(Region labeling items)

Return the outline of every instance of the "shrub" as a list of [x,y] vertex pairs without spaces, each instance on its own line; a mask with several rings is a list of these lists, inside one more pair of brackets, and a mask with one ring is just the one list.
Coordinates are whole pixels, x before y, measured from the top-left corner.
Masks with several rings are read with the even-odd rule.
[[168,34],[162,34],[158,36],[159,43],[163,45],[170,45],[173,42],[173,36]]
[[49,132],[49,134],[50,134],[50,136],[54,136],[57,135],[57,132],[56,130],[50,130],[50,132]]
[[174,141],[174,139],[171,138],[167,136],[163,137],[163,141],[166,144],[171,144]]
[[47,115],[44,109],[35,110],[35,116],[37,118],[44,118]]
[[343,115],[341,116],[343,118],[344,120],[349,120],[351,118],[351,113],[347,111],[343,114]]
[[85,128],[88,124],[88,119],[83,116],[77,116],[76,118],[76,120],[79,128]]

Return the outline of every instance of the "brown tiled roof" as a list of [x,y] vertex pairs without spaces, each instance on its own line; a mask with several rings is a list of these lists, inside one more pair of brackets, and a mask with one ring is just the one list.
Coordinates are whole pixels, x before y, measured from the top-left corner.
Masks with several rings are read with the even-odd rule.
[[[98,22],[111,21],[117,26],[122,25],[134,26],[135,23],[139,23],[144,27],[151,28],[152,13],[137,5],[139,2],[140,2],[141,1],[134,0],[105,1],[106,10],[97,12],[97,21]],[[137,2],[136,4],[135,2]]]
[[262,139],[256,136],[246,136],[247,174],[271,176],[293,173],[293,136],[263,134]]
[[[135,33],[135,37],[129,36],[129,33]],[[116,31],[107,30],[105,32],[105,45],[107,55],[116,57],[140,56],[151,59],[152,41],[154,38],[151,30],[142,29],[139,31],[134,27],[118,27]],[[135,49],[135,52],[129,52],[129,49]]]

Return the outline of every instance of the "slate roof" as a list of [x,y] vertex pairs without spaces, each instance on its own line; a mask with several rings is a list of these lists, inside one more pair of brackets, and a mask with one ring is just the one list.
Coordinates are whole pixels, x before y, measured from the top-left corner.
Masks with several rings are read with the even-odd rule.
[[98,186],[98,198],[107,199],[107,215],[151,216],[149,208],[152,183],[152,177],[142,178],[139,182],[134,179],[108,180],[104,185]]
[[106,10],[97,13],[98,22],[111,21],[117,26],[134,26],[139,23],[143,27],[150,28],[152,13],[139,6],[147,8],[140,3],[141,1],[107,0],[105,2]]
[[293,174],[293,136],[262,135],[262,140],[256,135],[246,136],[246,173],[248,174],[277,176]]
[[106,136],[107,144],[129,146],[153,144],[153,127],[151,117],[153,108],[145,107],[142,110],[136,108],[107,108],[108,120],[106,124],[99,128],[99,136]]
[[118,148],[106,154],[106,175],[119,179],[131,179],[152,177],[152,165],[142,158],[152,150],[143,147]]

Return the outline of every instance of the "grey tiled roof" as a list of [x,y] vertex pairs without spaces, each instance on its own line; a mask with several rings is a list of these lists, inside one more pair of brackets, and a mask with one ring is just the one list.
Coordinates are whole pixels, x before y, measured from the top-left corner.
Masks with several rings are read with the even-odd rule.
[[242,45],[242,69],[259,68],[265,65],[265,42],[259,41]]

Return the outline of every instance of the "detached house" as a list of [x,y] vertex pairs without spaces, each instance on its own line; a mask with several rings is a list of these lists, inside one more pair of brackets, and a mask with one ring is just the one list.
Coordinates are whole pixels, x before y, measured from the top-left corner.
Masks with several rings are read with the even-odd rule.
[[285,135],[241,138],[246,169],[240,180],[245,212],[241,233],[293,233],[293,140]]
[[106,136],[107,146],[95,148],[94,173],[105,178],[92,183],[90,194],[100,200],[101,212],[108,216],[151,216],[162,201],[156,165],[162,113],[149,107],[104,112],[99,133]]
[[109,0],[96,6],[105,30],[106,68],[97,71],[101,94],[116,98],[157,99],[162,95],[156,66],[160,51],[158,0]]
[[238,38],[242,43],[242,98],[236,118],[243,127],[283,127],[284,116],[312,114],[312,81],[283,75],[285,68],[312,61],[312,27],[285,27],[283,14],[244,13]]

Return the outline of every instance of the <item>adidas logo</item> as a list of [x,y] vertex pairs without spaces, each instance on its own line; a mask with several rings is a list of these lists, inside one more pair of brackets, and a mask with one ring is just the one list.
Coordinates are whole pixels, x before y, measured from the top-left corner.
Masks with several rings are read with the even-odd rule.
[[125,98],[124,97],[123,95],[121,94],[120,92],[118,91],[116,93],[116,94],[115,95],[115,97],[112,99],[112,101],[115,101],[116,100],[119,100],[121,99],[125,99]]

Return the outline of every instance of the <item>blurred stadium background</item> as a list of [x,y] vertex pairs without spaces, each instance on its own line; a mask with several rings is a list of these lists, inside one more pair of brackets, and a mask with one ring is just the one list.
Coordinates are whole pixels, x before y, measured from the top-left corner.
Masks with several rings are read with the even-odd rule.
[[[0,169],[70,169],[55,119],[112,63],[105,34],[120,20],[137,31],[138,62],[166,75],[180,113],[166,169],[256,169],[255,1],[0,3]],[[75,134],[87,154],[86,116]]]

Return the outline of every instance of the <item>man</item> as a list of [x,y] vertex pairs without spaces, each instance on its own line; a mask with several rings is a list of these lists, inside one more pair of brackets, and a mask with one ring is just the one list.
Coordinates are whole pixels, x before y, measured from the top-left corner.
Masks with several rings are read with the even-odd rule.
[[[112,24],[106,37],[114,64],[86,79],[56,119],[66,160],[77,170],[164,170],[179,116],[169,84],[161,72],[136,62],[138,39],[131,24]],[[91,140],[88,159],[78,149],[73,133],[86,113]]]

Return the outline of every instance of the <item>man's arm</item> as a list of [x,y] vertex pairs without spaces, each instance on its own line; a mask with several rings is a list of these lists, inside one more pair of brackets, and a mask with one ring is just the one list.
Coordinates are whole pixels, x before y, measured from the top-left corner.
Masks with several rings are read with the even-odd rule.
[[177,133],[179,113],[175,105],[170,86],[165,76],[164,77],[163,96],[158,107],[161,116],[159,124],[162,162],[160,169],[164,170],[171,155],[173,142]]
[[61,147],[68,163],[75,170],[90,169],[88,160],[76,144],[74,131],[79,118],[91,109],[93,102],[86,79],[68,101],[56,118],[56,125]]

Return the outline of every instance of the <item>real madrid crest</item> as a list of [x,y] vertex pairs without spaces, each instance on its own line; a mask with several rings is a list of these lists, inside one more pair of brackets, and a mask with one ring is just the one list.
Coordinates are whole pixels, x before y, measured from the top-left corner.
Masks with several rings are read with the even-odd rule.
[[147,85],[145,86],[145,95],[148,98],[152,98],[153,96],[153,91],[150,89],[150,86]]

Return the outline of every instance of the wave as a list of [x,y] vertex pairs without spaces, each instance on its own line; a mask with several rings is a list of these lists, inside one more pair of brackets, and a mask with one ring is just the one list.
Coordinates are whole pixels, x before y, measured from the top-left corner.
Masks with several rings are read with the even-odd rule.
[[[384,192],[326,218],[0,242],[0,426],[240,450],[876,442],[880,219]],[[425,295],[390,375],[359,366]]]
==
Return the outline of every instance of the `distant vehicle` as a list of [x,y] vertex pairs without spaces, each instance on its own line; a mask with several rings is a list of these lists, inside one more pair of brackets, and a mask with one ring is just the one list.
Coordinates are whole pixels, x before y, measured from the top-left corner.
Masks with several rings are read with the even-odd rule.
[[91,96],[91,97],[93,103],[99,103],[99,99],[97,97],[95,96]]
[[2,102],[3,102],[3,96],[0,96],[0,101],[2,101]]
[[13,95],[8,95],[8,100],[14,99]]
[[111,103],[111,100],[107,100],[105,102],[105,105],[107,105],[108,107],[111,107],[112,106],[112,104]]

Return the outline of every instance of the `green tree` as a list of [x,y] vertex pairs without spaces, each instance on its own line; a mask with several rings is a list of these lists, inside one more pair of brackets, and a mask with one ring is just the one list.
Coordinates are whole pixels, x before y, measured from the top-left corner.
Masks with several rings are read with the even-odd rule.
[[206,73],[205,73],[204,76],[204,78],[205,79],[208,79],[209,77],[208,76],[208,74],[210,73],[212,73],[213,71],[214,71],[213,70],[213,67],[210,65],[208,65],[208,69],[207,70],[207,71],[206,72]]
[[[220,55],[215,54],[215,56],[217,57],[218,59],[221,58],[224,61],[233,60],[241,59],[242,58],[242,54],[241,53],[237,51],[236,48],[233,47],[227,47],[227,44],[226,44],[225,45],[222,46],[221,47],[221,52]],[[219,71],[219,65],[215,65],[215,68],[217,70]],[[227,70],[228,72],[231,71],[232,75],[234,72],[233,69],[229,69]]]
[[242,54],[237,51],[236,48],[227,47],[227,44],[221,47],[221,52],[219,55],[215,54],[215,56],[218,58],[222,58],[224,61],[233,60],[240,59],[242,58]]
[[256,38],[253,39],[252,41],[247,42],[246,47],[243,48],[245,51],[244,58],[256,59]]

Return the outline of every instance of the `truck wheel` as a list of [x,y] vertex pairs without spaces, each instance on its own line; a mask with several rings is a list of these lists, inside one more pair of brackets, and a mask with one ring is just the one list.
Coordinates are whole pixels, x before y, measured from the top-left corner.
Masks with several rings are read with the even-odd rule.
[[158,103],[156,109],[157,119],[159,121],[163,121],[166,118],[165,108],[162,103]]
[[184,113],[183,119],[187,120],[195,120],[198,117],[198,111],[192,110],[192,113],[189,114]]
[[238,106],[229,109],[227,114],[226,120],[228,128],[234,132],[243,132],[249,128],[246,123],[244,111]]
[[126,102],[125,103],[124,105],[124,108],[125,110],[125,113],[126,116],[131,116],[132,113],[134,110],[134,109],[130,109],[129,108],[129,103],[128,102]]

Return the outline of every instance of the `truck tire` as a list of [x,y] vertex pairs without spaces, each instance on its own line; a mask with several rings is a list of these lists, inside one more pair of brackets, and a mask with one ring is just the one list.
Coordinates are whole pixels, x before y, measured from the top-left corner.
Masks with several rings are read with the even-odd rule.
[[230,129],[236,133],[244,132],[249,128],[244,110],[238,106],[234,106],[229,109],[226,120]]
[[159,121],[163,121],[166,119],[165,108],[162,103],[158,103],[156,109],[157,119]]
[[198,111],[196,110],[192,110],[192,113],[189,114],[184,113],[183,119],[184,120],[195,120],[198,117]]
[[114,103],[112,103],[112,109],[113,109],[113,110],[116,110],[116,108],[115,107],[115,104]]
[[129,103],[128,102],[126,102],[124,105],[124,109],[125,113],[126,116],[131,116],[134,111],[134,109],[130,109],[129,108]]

**Description of the task:**
Locate every line above that contains the word "detached" and copy each one. Case counts.

**Exercise output:**
Return the outline of every instance of the "detached house" as a list of [x,y] vertex pairs without spaces, each instance on its own line; a mask with several rings is a list of these lists, inside one more pair of brackets, and a mask with one ring is just the one list.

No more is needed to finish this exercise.